# EXERCISE TEXT
Free Insurance Quotes by State ▼

Bookmark and Share

The Basics to Buying Life Insurance

One of the most important types of policies you can buy is a life insurance policy. This type of insurance provides financial protection and peace of mind to your family after you have passed away. Although death is never a pleasant thing to ponder, neither is the idea of leaving your family with serious financial burdens or problems that could have been prevented. Below is information that will make your insurance purchasing decision easier.

Types of Policies

Life insurance policies fall under two umbrellas: term or permanent. Before you make your decision, you need to understand the difference between the two. Term life insurance, as the name suggests, only covers you for a specific amount of time. For example, your policy may only provide coverage for ten years. To receive benefits, your beneficiaries must make their claim during that period. Permanent insurance has no time limit. As long as you are making the premiums, you are going to have your coverage. While that may seem fairly straightforward, permanent coverage comes in a couple of different types.

Types of Permanent Life Insurance

The more traditional permanent policies are known as whole life. These policies have a set premium paid over the life of the coverage and build cash-value over their life. Variable permanent life policies work in much the same way, but you get to decide where your premiums are invested in order to build the cash value of the policy. For example, you could choose to have the premiums invested in stocks so you could generate a higher return on your insurance investment. Finally, you might opt for universal life insurance which gives you some flexibility in setting your premiums and on determining the death benefit for the policy. For example, if you decide to reduce the coverage amount after 20 years because your children are all grown up and most of your debts are paid off then you would have that option.

Pros and Cons of Term Life Insurance

People who choose term life policies do so primarily because they are more affordable. If you want a sizable amount of coverage but have a limited budget, this is your best option. Most of the policies are renewable at the end of each term up until age 65 or 70. However, your premiums will normally increase each time you renew. Some term life policies can be converted into whole life policies so once your financial situation improves and you can afford higher premiums this would be an option. On the down side, the policy does not build cash value so you could end up spending more in premiums then the value of your policy. Also, if no claim is made during the policy period, the premiums are lost and you get no gain, except for peace of mind during that period, for what you’ve spent.

# RECORD SET
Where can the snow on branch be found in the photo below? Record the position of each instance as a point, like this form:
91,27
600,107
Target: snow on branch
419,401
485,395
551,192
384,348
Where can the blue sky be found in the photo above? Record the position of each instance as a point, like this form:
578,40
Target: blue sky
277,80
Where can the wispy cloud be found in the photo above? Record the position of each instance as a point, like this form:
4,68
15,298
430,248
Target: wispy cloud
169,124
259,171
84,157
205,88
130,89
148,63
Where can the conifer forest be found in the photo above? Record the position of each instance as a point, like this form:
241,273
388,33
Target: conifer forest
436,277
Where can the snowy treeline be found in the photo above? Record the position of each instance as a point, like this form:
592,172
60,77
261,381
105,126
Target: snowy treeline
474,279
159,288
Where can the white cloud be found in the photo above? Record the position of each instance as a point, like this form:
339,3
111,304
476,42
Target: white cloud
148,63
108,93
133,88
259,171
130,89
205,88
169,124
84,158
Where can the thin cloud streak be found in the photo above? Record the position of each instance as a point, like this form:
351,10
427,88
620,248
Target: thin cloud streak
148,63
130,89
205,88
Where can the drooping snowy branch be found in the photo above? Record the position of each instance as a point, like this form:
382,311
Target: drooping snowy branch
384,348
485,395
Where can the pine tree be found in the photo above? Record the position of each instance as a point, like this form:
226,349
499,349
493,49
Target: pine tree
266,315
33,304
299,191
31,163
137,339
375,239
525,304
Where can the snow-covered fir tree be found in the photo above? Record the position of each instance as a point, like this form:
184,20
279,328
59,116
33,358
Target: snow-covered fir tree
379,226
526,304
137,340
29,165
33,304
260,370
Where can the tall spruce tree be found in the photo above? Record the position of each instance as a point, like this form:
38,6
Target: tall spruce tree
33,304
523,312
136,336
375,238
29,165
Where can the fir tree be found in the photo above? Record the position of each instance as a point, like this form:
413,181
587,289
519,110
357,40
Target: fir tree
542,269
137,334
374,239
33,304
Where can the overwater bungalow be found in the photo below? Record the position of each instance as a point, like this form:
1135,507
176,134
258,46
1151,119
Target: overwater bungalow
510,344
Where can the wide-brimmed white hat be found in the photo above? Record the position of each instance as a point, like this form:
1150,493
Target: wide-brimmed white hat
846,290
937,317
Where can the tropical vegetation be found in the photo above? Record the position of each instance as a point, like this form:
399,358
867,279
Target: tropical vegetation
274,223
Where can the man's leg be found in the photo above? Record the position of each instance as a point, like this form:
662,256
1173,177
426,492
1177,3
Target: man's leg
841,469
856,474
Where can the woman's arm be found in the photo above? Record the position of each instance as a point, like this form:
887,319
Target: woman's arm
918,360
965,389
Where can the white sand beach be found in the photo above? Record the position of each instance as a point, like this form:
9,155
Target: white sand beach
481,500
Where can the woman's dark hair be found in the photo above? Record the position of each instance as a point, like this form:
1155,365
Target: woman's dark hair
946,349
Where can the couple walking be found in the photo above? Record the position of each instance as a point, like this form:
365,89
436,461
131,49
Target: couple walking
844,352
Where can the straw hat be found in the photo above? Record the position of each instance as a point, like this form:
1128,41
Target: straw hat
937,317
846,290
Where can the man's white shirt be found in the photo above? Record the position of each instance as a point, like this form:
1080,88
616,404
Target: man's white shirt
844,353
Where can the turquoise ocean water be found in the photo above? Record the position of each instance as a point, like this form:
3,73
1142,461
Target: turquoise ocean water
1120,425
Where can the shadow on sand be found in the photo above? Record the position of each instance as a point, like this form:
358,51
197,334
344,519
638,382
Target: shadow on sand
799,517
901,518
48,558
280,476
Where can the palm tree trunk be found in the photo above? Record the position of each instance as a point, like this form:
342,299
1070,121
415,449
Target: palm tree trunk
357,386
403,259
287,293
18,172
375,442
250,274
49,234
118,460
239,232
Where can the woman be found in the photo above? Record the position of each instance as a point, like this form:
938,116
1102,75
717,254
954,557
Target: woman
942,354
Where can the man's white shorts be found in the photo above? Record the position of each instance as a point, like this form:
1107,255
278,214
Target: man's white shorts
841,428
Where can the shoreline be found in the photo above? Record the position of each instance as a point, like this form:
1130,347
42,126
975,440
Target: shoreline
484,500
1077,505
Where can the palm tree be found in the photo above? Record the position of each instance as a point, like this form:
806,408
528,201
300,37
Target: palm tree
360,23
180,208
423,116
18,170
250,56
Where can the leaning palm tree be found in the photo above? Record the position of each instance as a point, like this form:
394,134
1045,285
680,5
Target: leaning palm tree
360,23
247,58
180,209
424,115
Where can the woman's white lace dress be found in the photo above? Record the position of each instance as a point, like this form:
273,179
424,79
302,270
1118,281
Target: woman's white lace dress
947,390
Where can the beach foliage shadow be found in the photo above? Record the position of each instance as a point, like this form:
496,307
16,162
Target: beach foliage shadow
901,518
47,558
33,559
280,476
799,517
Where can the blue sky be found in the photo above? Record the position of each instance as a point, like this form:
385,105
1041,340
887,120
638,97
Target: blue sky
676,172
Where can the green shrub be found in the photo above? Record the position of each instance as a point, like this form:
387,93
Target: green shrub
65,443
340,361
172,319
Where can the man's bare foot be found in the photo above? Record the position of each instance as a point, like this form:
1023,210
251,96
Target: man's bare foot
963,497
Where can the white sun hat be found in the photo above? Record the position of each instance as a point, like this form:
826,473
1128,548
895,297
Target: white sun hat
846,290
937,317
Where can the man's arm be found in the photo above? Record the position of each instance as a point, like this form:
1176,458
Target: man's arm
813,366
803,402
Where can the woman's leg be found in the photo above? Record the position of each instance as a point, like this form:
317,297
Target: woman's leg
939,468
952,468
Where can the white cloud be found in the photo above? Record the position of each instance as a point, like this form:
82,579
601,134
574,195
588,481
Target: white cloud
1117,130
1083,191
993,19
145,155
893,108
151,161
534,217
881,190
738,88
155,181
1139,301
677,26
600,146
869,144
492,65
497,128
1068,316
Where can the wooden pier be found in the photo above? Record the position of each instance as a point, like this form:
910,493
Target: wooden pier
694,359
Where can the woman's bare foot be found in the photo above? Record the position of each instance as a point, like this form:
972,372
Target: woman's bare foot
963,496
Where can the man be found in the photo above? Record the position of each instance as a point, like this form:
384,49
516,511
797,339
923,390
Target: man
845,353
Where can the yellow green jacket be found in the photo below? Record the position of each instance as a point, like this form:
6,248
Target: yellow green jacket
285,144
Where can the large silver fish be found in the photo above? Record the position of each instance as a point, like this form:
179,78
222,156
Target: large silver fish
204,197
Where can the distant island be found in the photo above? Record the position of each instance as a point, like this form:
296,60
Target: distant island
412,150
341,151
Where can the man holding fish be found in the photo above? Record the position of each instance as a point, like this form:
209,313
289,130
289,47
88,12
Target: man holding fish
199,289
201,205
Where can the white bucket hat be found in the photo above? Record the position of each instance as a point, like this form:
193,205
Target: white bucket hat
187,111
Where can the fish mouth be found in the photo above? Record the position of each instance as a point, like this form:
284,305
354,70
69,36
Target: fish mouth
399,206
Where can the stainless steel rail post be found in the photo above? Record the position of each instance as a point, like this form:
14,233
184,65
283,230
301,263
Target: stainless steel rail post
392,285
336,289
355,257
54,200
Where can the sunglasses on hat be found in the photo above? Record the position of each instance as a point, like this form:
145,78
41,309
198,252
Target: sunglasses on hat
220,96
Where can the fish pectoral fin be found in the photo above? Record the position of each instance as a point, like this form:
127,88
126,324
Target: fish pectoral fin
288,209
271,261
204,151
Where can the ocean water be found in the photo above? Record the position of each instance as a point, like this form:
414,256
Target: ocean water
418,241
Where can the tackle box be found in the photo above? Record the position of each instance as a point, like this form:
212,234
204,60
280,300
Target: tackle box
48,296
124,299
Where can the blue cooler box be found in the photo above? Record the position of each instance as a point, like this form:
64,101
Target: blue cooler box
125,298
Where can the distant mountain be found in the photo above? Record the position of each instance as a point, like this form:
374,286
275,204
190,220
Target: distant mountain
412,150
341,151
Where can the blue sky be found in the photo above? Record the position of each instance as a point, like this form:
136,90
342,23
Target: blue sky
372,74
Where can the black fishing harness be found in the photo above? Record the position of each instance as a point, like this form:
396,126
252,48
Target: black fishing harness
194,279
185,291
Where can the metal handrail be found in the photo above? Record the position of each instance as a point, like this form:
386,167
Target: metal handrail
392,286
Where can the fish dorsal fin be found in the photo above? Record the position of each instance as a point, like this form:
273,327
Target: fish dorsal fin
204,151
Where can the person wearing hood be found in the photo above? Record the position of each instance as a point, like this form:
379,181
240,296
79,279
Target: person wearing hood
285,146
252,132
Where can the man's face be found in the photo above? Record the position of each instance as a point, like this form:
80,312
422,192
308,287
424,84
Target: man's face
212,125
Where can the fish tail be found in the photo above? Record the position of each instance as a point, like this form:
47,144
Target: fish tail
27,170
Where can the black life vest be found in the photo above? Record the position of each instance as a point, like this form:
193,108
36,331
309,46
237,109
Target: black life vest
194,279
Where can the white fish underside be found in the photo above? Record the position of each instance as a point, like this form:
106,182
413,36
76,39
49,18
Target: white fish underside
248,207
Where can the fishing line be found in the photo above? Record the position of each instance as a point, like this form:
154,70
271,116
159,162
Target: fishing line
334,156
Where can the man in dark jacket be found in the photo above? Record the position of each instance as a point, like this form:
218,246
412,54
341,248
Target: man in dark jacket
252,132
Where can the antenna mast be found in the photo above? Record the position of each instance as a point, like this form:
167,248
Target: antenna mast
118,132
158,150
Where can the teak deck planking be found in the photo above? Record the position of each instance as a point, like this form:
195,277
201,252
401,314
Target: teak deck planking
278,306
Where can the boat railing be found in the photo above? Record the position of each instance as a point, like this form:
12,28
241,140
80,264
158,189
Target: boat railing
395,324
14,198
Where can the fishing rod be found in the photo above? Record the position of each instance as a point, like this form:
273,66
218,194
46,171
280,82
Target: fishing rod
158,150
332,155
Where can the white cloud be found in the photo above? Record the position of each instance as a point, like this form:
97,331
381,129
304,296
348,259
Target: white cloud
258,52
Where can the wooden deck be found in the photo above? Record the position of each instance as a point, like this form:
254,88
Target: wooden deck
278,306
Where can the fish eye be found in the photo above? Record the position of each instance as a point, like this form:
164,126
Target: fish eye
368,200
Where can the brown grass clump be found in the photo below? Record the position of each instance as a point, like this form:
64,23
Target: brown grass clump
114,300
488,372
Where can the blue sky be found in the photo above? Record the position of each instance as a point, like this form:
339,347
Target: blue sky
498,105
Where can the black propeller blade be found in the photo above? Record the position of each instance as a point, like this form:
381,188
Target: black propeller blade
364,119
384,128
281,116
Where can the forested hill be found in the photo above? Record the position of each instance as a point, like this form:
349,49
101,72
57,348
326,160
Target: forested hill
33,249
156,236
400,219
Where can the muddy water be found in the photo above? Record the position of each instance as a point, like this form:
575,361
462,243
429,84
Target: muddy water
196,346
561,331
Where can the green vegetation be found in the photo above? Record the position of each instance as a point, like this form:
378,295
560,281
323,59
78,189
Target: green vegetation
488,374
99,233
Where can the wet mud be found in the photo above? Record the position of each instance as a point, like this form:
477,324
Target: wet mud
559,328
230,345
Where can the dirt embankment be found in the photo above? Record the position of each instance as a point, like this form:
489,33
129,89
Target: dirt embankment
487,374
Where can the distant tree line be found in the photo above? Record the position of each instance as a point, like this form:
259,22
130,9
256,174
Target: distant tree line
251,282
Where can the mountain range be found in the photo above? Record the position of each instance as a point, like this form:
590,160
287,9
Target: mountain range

# WHAT THIS EXERCISE ASKS
**1.** Reproduce the part of the life insurance article that begins at the words "Bookmark and Share" and stops after "purchasing decision easier.".
**2.** According to the life insurance article, up to what age are most term life policies renewable?
**3.** Summarize the life insurance article in two sentences.

# TASK-BY-TASK OUTPUTS
**1.**
Bookmark and Share

The Basics to Buying Life Insurance

One of the most important types of policies you can buy is a life insurance policy. This type of insurance provides financial protection and peace of mind to your family after you have passed away. Although death is never a pleasant thing to ponder, neither is the idea of leaving your family with serious financial burdens or problems that could have been prevented. Below is information that will make your insurance purchasing decision easier.

**2.** Most term life policies are renewable at the end of each term up until age 65 or 70.

**3.** Life insurance is either term, which covers only a specific period, or permanent, which has no time limit as long as premiums are paid and comes as whole life, variable permanent life, or universal life. Term policies are chosen mainly for affordability and are mostly renewable and sometimes convertible, but they build no cash value, and the premiums are lost if no claim is made during the term.